→ Document section
The picture I’m talking about shows NDP Leader Tom Mulcair and two of his MPs Romeo Saganash and Niki Ashton standing proudly in ovation when Justice Murray Sinclair called for an inquiry on the issue of murdered and missing indigenous women at the recent Truth and Reconciliation Commission ceremony in Ottawa.

Mulcair has promised to start a Royal Commission on this issue within the first 100 days of his mandate if he should become Prime Minister.

The picture buzzing around the internet also shows Tom Mulcair looking down at Bernard Valcourt – the 5th and most recent Minister of Aboriginal Affairs for the Harper Government.

Mulcair is looking down because Mr. Valcourt refused to stand or even clap when the suggestion was made that a national inquiry into MMIW is required.

The internet memes about Minister Valcourt’s literal refusal to stand up for missing and murdered indigenous women and girls are damning but there is much more to this story than 40 seconds of inaction from the current federal government.

The real story is that of a government that refuses to seriously investigate or redress long-term issues created by a history of injustice between our nations.

On the MMIW file the Harper Government says that we don’t need an inquiry because we need action – well, then: where is the action?  There have been 58 compiled reports on violence against aboriginal women produced over the last 20 years with over 700 recommendations made.  Under successive Liberal and Conservative governments only a few of the recommendations from these studies have been acted on.

The Harper government tells us to look at this issue through the criminological approach and not as a sociological phenomenon.

We learned decades ago that this is the wrong approach and that it is more effective to look at all aspects of violence against women in society.  The criminal justice system, social services and our societal structures as a whole often marginalize victims and perpetuate the violence we need to prevent.

If we look at this issue solely through the criminological lens we can only act after a crime is committed and by then it is too late for the victims and their grieving families.

The Indigenous population in Canada is roughly the same size as the population of New Brunswick.  If 1200+ women were murdered or missing in New Brunswick does anyone believe that the federal government would sit on its hands?

→ Collected data
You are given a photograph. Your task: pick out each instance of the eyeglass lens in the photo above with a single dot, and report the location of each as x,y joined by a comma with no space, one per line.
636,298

→ Required tasks
**a.** In the piece on missing and murdered indigenous women, how many reports on violence against aboriginal women have been compiled over the last 20 years?
**b.** Carry on the piece about missing and murdered indigenous women from its last sentence.
The lines aren't needed for this.

→ Answers below
**a.** 58 reports.

**b.**
Sadly, this is just one of a long line of issues that the federal government refuses to address.

The Harper government talks about truth and reconciliation but refused to provide millions of documents about residential schools to the commission and only did so after a court order forced them to.  We have a government that apologizes for the legacy of residential schools but does not make genuine attempts to address the downstream consequences of our shared history.

This government also voted against the NDP’s Bill C-641: an act to ensure that the laws of Canada respect the United Nations Declaration on the Rights of Indigenous Peoples.  Instead, with the help of the Liberals, they pushed through the controversial Bill C-51 which threatens to deal with legitimate protest as an act of terrorism where it might threaten Canada’s economy.

The Harper government let 1.1 billion dollars in federal funding allocated to First Nations lapse and return to government coffers while many of the communities that were to be helped by that funding use schools that are falling apart and don’t have access to safe drinking water.

Aboriginal Affairs is the only social-service department in Canada to regularly fall so short of hitting its targets. In the first three quarters of this fiscal year the department has spent less than 25% of its budget.

It is clearly time for a new approach – a nation-to-nation approach – with First Nations where all decisions related to First Nations ensure treaty and inherent rights are respected and that our treaty obligations are fulfilled.  There is something we should all stand up for.